(Named-object pointing entries)
┄┄┄┄┄┄
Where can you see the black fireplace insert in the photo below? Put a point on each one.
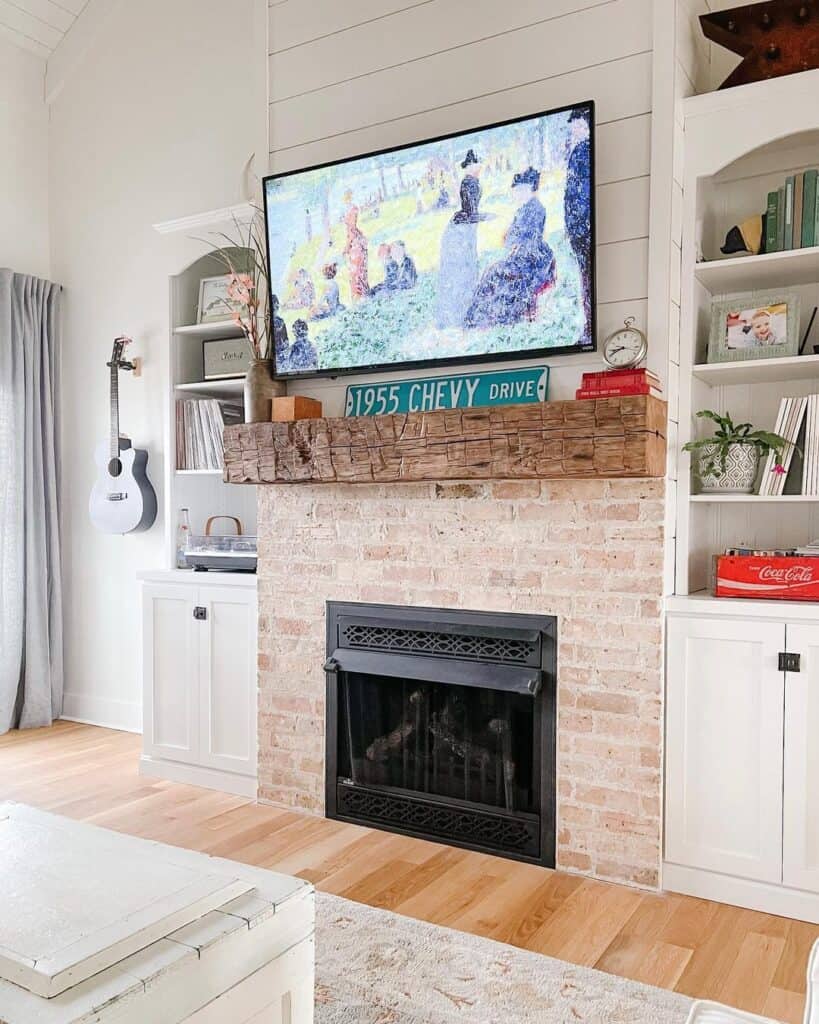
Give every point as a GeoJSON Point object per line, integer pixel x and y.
{"type": "Point", "coordinates": [441, 724]}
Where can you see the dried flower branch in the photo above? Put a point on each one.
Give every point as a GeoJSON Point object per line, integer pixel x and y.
{"type": "Point", "coordinates": [249, 287]}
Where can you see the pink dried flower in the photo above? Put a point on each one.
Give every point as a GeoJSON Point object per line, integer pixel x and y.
{"type": "Point", "coordinates": [239, 288]}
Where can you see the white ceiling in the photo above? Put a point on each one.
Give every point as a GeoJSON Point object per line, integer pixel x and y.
{"type": "Point", "coordinates": [39, 25]}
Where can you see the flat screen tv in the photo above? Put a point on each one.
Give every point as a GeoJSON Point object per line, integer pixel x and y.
{"type": "Point", "coordinates": [468, 248]}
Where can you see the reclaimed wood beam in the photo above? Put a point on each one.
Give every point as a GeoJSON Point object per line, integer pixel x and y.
{"type": "Point", "coordinates": [605, 437]}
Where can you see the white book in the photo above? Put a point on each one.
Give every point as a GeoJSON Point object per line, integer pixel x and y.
{"type": "Point", "coordinates": [809, 453]}
{"type": "Point", "coordinates": [767, 476]}
{"type": "Point", "coordinates": [798, 408]}
{"type": "Point", "coordinates": [811, 479]}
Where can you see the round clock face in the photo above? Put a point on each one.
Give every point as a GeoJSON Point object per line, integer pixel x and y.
{"type": "Point", "coordinates": [626, 347]}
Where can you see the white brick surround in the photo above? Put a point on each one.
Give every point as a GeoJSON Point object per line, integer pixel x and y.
{"type": "Point", "coordinates": [587, 551]}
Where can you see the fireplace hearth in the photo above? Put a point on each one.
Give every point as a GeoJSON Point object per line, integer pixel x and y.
{"type": "Point", "coordinates": [440, 724]}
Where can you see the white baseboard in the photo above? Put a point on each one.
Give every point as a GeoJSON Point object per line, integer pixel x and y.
{"type": "Point", "coordinates": [210, 778]}
{"type": "Point", "coordinates": [794, 903]}
{"type": "Point", "coordinates": [123, 715]}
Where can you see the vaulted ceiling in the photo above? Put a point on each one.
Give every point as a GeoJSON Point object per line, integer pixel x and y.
{"type": "Point", "coordinates": [39, 25]}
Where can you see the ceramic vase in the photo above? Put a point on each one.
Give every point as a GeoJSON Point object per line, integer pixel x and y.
{"type": "Point", "coordinates": [260, 389]}
{"type": "Point", "coordinates": [741, 463]}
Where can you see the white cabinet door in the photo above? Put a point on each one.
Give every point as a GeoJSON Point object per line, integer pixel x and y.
{"type": "Point", "coordinates": [724, 758]}
{"type": "Point", "coordinates": [170, 672]}
{"type": "Point", "coordinates": [801, 840]}
{"type": "Point", "coordinates": [227, 679]}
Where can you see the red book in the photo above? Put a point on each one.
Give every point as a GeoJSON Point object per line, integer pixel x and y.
{"type": "Point", "coordinates": [623, 380]}
{"type": "Point", "coordinates": [617, 392]}
{"type": "Point", "coordinates": [613, 374]}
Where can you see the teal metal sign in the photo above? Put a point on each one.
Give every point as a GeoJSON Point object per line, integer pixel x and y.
{"type": "Point", "coordinates": [505, 387]}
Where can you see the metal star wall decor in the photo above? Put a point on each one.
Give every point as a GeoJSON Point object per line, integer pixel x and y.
{"type": "Point", "coordinates": [779, 37]}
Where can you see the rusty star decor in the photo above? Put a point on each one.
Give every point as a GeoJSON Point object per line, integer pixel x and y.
{"type": "Point", "coordinates": [779, 37]}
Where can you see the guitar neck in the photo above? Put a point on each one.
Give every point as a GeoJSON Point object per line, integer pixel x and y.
{"type": "Point", "coordinates": [115, 410]}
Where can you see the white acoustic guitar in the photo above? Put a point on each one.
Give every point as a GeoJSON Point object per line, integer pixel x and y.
{"type": "Point", "coordinates": [123, 500]}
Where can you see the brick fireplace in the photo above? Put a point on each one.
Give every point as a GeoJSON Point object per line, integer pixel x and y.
{"type": "Point", "coordinates": [588, 552]}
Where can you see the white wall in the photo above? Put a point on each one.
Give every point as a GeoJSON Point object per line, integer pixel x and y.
{"type": "Point", "coordinates": [24, 164]}
{"type": "Point", "coordinates": [363, 75]}
{"type": "Point", "coordinates": [157, 121]}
┄┄┄┄┄┄
Please update all the entries above so that "Put a point on each one" becomes "Mark each one with a point", with nothing else changed. Leave the pictures out of your answer.

### Problem solution
Where can you see the black fireplace insert in the photo below? Mark each one with a point.
Give every point as a GeoJSON Point object per line, integer pixel x and y.
{"type": "Point", "coordinates": [441, 724]}
Where can you see the dried flower branch in the photo above? Mark each one with a point.
Give every point as a GeoJSON Point object per line, integer pixel x and y.
{"type": "Point", "coordinates": [249, 287]}
Where can you see the pink dried flower in the photo above? Mark each one with a point.
Give every point as a GeoJSON Point object per line, integer pixel x and y.
{"type": "Point", "coordinates": [239, 288]}
Where can you see the white ceiling in the photo above? Mark each one with a point.
Give every point as a GeoJSON Point object per line, integer pixel x and y.
{"type": "Point", "coordinates": [39, 25]}
Where can you see the flat screen tv in the photo above? Mark each one with a point.
Give every point as a GeoJSON Point object per line, integer pixel x and y.
{"type": "Point", "coordinates": [468, 248]}
Where can you see the reclaimed wood beam in the photo above? Mark each one with a point.
Give every point as a GeoJSON Point object per line, integer pixel x and y.
{"type": "Point", "coordinates": [605, 437]}
Where can you see the white book in the photo above? Mark each one with a point.
Give every point as a GeoJSON Point object per line, integer pixel x and y.
{"type": "Point", "coordinates": [809, 453]}
{"type": "Point", "coordinates": [767, 476]}
{"type": "Point", "coordinates": [798, 408]}
{"type": "Point", "coordinates": [811, 479]}
Where can you see the round clock face in the photo above? Mark each one with a point.
Give every point as a GeoJSON Point object per line, integer pixel x and y.
{"type": "Point", "coordinates": [626, 347]}
Where can you see the white brick surround in the photo above? Mark each one with a point.
Give every point as a GeoJSON Point object per line, integer pixel x and y.
{"type": "Point", "coordinates": [587, 551]}
Where can you see the fireplace hearth in the photo above? Mark each one with a point.
Give every point as a GeoJSON Point object per line, integer pixel x and y.
{"type": "Point", "coordinates": [440, 724]}
Where can you see the white baseboard in the photo above? Mark each one with a point.
Give every point as a GeoJSON Point object per line, integer pixel x and y.
{"type": "Point", "coordinates": [210, 778]}
{"type": "Point", "coordinates": [794, 903]}
{"type": "Point", "coordinates": [123, 715]}
Where can you see the vaulted ceiling in the photo above? Mark each one with a point.
Give every point as a GeoJSON Point object per line, integer pixel x and y.
{"type": "Point", "coordinates": [39, 25]}
Where can you see the ceramic vase in the photo above? Mark each one with a point.
Give every point as a GeoJSON Point object per line, integer pixel x and y.
{"type": "Point", "coordinates": [260, 389]}
{"type": "Point", "coordinates": [741, 463]}
Where can you see the white cabinet door in the photo above? Mark each one with a point.
Give every point as a GeoJSON Point object per line, integer pixel x and y.
{"type": "Point", "coordinates": [724, 758]}
{"type": "Point", "coordinates": [170, 672]}
{"type": "Point", "coordinates": [801, 840]}
{"type": "Point", "coordinates": [227, 679]}
Where can you see the red book in the photo above? Mark each one with a point.
Give every point as a GeoJSON Point object per line, integer pixel x and y.
{"type": "Point", "coordinates": [623, 380]}
{"type": "Point", "coordinates": [617, 392]}
{"type": "Point", "coordinates": [613, 374]}
Where can you see the teal metal sign in the photo above? Mark each one with a point.
Give every point as a GeoJSON Point object per line, integer pixel x and y.
{"type": "Point", "coordinates": [505, 387]}
Where can you see the metal star wall decor in the photo above? Mark each one with a point.
Give every point as a GeoJSON Point object per line, integer pixel x and y.
{"type": "Point", "coordinates": [779, 37]}
Where can you see the rusty star decor in the photo above? Mark each one with a point.
Give every point as a GeoJSON Point object per line, integer pixel x and y.
{"type": "Point", "coordinates": [779, 37]}
Where can you see the guitar neck in the photo above? Mark each one with a point.
Give every point as a GeoJSON Point object per line, integer pixel x and y.
{"type": "Point", "coordinates": [115, 410]}
Where can you see the white acoustic guitar in the photo above? Mark each one with a point.
Give every point as a GeoJSON Point object per line, integer pixel x and y.
{"type": "Point", "coordinates": [123, 500]}
Where can you see the brick fireplace in the photo above? Mark each one with a point.
Give every point as a GeoJSON Point object per line, integer pixel x and y.
{"type": "Point", "coordinates": [588, 552]}
Where can you see the white wall in the photo above? Mark each one with a point.
Give every point as a GeoJSON Point object per line, integer pixel x and y.
{"type": "Point", "coordinates": [24, 164]}
{"type": "Point", "coordinates": [363, 75]}
{"type": "Point", "coordinates": [157, 121]}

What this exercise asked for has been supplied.